Document section:

A common goal for educators is to identify, and then teach, cognitive skills that are needed for the workplace. In 2017 a group of investigators at the Educational Testing Service in Princeton, New Jersey, investigated which skills are needed as a result of the rapid changes occurring as the United States shifted from an industrial to an information-based economy. The organization analyzed 142,000 online job advertisements that were posted between February and April of that year. The most highly requested skills were oral communication (28%), written communication (23%), collaboration (22%), and problem solving (19%). The Educational Testing Service decided to label them “21st-century skills.” These skills are a combination of cognitive (nonroutine problem solving, critical thinking, metacognition), interpersonal (social), and intrapersonal (emotional, self-regulation) talents.

The World Economic Forum’s Future of Jobs Report 2018 took a different approach by asking executives of some of the world’s largest employers to report on the latest employment, skills, and human investment trends across their industries. The survey revealed an accelerating demand for new specialist roles related to understanding and using the latest emerging technologies – AI and machine learning specialists, big data specialists, process automation experts, information security analysts, human-machine interaction designers, and robotics engineers. Skills such as creativity, originality, critical thinking, negotiation, and complex problem solving will, according to the report, become more valuable. The World Economic Forum predicted that there will also be more demand for leadership, emotional intelligence, and social influence skills.

These cognitive skills should be incorporated within courses taught at high schools, community colleges, and universities. An introduction to technological skills can begin in high school. In 2016, the College Board’s Advanced Placement Program oversaw the largest course launch in the program’s 60-year history with the release of AP Computer Science Principles. The course introduces students to the foundational concepts of the field and challenges them to explore how computing and technology can impact the world. In the 2018-19 school year more than 5,000 schools were offering the course. A second course, AP Computer Science A, focuses on computing skills related to programming in Java. The course teaches the foundational concepts of computer science to encourage broader participation. Its big ideas are creativity, abstraction, data and information, algorithms, programming, the internet, and global impact.

The College Board announced that nearly 100,000 students took the AP Computer Science Principles Exam in 2019, more than double the participation since the course launched during 2016-17 school year. During that period the number of female students, the number of Black/African American students, and the number of Hispanic/Latino students more than doubled.

A challenge for community colleges and universities is to design instruction for the increasing number of students who enter higher education without a declared major. A 2019 article in The Chronicle of Higher Education discussed how some institutions are preventing these students from wandering among courses. One solution is to ask incoming students to select an academic focus area or meta-major to help them explore topics that should appeal to them. In the fall of 2019, the entire University System of Georgia asked incoming freshmen to declare an academic focus area if unable to select a major. The University of Houston has a similar program based on the same concept.  These programs have been influenced by studies that find college students have trouble succeeding because they are faced with an overwhelming number of options.

Rows from a dataset:

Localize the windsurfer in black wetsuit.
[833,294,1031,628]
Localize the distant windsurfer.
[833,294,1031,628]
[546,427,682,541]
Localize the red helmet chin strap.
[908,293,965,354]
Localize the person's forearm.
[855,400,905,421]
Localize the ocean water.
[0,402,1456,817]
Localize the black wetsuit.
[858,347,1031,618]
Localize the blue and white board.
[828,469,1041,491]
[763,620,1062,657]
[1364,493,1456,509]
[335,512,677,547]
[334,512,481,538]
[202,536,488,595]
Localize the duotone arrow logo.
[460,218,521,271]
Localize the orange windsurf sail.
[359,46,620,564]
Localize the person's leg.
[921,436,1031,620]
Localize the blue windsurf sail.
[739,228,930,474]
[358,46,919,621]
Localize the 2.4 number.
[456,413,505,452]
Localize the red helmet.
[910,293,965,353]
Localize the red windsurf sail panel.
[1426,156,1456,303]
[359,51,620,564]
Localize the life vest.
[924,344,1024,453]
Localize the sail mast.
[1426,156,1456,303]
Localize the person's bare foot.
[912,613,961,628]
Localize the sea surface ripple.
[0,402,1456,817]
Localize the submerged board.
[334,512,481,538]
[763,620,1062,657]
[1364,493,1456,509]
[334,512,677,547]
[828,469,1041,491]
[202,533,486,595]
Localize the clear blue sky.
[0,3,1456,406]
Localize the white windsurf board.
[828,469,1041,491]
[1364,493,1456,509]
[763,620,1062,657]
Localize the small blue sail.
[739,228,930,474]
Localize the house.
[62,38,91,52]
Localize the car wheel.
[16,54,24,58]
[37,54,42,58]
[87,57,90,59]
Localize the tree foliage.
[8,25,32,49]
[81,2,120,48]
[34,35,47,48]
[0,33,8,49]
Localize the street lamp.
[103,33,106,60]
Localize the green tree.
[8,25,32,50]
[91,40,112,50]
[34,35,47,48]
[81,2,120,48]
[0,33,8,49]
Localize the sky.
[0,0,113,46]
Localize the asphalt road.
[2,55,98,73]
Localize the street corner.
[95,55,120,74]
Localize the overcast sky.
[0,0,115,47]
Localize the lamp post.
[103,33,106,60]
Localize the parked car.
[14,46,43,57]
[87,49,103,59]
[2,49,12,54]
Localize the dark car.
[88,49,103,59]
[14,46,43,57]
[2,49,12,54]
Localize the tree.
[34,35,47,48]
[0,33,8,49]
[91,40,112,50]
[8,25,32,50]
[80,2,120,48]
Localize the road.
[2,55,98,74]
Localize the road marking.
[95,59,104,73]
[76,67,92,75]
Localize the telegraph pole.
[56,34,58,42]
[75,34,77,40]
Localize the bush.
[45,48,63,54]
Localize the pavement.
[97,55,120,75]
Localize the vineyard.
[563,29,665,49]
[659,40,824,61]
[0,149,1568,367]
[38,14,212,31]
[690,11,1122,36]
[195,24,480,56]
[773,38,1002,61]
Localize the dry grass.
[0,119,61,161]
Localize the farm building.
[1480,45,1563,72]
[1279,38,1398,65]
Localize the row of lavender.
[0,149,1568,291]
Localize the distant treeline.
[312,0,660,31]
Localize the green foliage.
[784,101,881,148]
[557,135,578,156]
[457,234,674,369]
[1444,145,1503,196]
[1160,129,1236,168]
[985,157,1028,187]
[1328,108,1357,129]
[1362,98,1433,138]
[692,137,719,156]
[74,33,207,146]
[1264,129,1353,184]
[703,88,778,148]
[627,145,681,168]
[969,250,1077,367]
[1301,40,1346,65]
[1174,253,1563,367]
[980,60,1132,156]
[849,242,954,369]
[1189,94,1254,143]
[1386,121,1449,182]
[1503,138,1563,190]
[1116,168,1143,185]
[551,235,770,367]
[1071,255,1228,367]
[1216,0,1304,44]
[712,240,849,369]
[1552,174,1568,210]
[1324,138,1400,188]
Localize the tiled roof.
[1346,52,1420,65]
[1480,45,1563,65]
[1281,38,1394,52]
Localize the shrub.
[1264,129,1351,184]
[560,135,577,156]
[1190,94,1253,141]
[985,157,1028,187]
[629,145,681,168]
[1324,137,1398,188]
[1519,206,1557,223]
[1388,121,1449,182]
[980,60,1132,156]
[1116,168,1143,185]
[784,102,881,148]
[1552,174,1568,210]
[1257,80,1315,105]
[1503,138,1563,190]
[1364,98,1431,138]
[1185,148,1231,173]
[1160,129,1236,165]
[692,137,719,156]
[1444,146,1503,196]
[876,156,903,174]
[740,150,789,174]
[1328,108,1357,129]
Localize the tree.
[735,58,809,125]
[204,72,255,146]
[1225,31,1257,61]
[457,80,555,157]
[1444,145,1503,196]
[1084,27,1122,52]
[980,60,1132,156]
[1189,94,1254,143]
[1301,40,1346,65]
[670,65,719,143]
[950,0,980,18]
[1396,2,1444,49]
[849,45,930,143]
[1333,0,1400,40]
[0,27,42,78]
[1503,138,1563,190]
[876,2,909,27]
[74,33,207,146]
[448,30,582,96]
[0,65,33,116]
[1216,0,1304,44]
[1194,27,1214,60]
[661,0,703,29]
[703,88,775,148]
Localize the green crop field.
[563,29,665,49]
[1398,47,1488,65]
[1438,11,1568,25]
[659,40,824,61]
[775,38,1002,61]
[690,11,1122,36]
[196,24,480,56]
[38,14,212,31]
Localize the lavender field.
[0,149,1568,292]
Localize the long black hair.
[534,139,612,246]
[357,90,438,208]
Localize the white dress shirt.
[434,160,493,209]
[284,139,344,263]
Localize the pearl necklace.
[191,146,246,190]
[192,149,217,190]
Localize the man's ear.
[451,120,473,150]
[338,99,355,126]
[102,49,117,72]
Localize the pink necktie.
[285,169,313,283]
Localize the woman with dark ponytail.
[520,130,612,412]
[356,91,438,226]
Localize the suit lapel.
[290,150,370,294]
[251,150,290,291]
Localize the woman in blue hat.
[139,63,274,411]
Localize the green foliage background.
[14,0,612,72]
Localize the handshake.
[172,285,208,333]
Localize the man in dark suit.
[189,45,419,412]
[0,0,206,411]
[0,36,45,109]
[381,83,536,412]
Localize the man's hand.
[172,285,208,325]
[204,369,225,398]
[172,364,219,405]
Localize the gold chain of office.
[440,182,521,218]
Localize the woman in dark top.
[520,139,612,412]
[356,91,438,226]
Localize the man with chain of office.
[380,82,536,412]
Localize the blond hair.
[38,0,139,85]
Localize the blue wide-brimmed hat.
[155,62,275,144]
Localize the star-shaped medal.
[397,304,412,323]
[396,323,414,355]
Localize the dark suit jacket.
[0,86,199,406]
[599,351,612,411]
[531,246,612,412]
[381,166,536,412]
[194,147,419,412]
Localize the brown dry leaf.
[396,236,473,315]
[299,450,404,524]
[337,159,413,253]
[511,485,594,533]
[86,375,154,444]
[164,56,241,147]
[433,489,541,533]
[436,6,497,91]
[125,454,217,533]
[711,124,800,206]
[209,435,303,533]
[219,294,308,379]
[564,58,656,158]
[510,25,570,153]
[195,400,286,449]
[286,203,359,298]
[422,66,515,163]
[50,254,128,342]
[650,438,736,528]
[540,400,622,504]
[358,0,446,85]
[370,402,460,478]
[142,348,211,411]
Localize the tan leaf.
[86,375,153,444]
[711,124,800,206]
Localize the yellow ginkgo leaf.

Your tasks:
1. According to the passage on workplace skills, how many online job advertisements did the Educational Testing Service analyze?
2. Start at the line of the listing that contains "Localize the green foliage." and stop after the line that contains "[284,139,344,263]". Write out every line in that range again, and add -65 to each bounding-box coordinate.

Full answers:
1. 142,000

2.
Localize the green foliage.
[719,36,816,83]
[492,70,513,91]
[392,169,609,304]
[1379,80,1438,131]
[1095,64,1171,103]
[920,92,963,122]
[1263,43,1292,64]
[1297,33,1368,73]
[627,72,654,91]
[9,-32,142,81]
[1199,64,1288,119]
[638,23,713,83]
[562,80,616,103]
[904,185,1012,302]
[1236,-25,1281,0]
[1109,188,1498,302]
[915,-5,1067,91]
[784,177,889,304]
[1124,29,1189,78]
[1321,56,1384,117]
[1438,73,1498,125]
[1051,103,1078,120]
[486,170,705,302]
[1006,190,1163,302]
[1151,-65,1239,-21]
[647,175,784,304]
[1487,109,1503,145]
[1259,73,1335,123]
Localize the tiled roof.
[1281,-13,1355,0]
[1415,-20,1498,0]
[1216,-27,1329,-13]
Localize the shrub.
[1199,64,1286,119]
[495,70,512,91]
[1125,29,1188,76]
[920,92,963,122]
[564,80,616,103]
[1259,72,1333,123]
[1454,141,1492,158]
[1323,56,1384,117]
[915,-5,1067,91]
[1051,103,1078,120]
[719,37,816,83]
[1487,109,1503,145]
[1192,15,1250,40]
[1438,73,1498,125]
[1299,33,1366,73]
[1120,83,1166,108]
[1095,64,1171,100]
[627,72,654,91]
[1379,81,1438,131]
[811,91,838,109]
[675,85,724,109]
[1263,43,1292,64]
Localize the tree.
[670,-7,744,60]
[139,7,190,81]
[1160,-34,1192,-4]
[392,15,490,92]
[1379,80,1438,131]
[1019,-38,1057,-13]
[915,-5,1067,91]
[1124,29,1189,78]
[1236,-25,1281,0]
[605,0,654,78]
[885,-65,915,-47]
[1331,-63,1379,-16]
[784,-20,865,78]
[1268,-65,1335,-25]
[-65,-38,-23,13]
[1438,73,1498,125]
[811,-63,844,-38]
[9,-32,142,81]
[383,-35,517,31]
[-65,0,-32,51]
[1151,-65,1239,-21]
[1129,-38,1149,-5]
[596,-65,638,-36]
[638,23,710,83]
Localize the green crop field.
[498,-36,600,-16]
[1333,-18,1423,0]
[1373,-54,1503,-40]
[594,-25,759,-4]
[710,-27,937,-4]
[625,-54,1057,-29]
[131,-41,415,-9]
[-27,-51,147,-34]
Localize the lavender field.
[-65,84,1503,227]
Localize the long black hair.
[469,74,547,181]
[292,25,373,143]
Localize the white dress shirt.
[369,95,428,144]
[219,74,279,198]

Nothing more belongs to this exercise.